| Document |
-=-=-

The world is witnessing an unprecedented growth of cyber-physical systems (CPS), driven by the significant growth in the sectors of big data and artificial intelligence. Increasingly, in addition to human communication devices, a large number of physical devices are also connected into the network to support new services and applications such as environmental monitoring, e-health systems, intelligent transportation systems, smart grid, etc. However, a serious gap still remains between the cyber-world, where information is exchanged and processed, and the physical-world in which we live. In order to achieve reliable, efficient and real-time operations, CPS’s have to provide satisfactory performance under various constraints, including communication constraints and physical constraints. In this thesis, we provide solutions for performance guarantees under these two major constraints by investigating two emerging and promising scenarios for CPS: Internet-of-things and smart grid.


In the first part of the thesis, we focus on a type of communication-critical CPS, known as internet-of-things (IoT). The unique IoT traffic characteristics require high spectrum efficiency, low overhead and low latency in communication. The traditional communication protocols for human communication (e.g., 4G LTE), while highly spectrum-efficient, fail to meet low-overhead or time-sensitive requirement.

  • We first focus on delay-tolerant IoT applications. Specifically, we study an uplink (UL) IoT system where the base station equipped with multiple antennas is serving massive single-antenna IoT devices with infinite backlog of packets. Using pseudo-random beamforming (PRBF) approach, we design a low-overhead random access scheme for UL IoT that can utilize MIMO (multi-input multi-output) technology to achieve high spectrum efficiency with ultra-low overhead. With a sufficient number of devices, our distributed random access scheme can provably achieve 1/e of the system throughput under centralized scheduling. Then, we turn our focus to a heterogeneous variant of the system, where a multi-antenna base station is serving heterogeneous IoT devices with stochastic arrivals. We develop low-overhead random access algorithms that jointly solve the channel assignment and distributed scheduling. Even compared to optimal centralized and offline policies, our proposed algorithms can achieve a provable fraction of the maximum system capacity. Our results demonstrate the importance of provably providing the stability guarantee of the system.

-=-=-

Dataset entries
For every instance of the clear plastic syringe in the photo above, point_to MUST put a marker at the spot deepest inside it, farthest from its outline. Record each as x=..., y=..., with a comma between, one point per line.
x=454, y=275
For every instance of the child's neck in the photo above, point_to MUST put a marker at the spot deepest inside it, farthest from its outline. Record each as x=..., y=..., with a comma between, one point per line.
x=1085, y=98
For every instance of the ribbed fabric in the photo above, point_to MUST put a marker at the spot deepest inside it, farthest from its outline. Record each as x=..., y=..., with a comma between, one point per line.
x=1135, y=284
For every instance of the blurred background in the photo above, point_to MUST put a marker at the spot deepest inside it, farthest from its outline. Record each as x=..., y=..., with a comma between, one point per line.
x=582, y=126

-=-=-

| Parts of the exercise |
**a.** Copy the stretch of the thesis abstract from "In the first" through "or time-sensitive requirement.".
**b.** Reproduce all of the records with "marker" changed to "dot" wherever it occurs, keeping everything else the same.

| Solutions below |
**a.**
In the first part of the thesis, we focus on a type of communication-critical CPS, known as internet-of-things (IoT). The unique IoT traffic characteristics require high spectrum efficiency, low overhead and low latency in communication. The traditional communication protocols for human communication (e.g., 4G LTE), while highly spectrum-efficient, fail to meet low-overhead or time-sensitive requirement.

**b.**
For every instance of the clear plastic syringe in the photo above, point_to MUST put a dot at the spot deepest inside it, farthest from its outline. Record each as x=..., y=..., with a comma between, one point per line.
x=454, y=275
For every instance of the child's neck in the photo above, point_to MUST put a dot at the spot deepest inside it, farthest from its outline. Record each as x=..., y=..., with a comma between, one point per line.
x=1085, y=98
For every instance of the ribbed fabric in the photo above, point_to MUST put a dot at the spot deepest inside it, farthest from its outline. Record each as x=..., y=..., with a comma between, one point per line.
x=1135, y=284
For every instance of the blurred background in the photo above, point_to MUST put a dot at the spot deepest inside it, farthest from its outline. Record each as x=..., y=..., with a comma between, one point per line.
x=582, y=126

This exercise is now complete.